→ **Activity**
Every line of the material below that holds the string "protective" should be copied.

☆ ☆ ☆ ☆ ☆

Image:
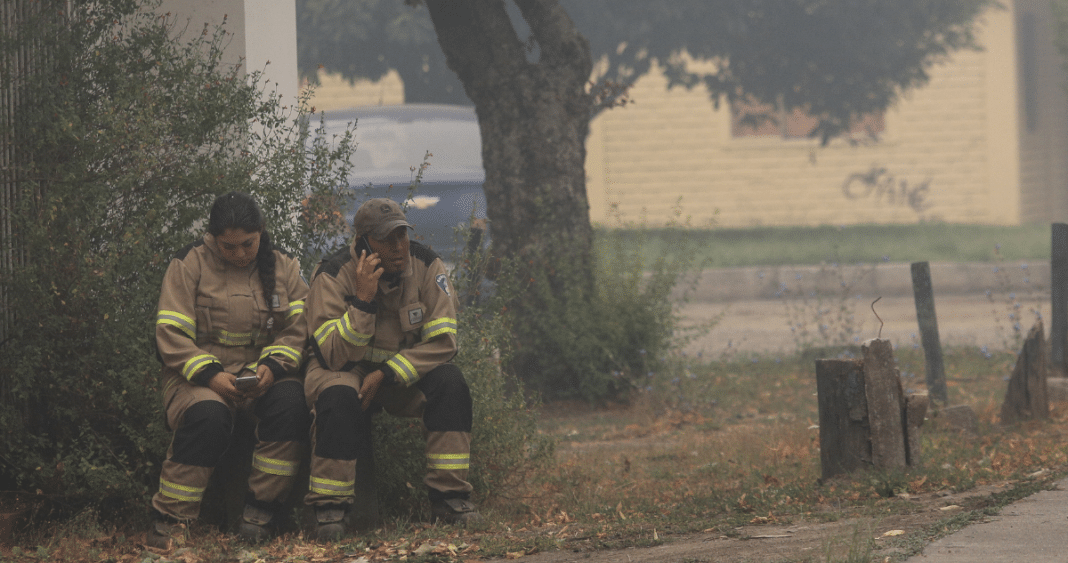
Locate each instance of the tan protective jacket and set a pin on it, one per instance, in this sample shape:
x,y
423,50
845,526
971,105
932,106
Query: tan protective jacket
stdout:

☆ ☆ ☆ ☆ ☆

→ **Exercise result**
Locate each instance of the tan protective jacket and set a pin on it, one per instance, in this sample shape:
Query: tan protective jacket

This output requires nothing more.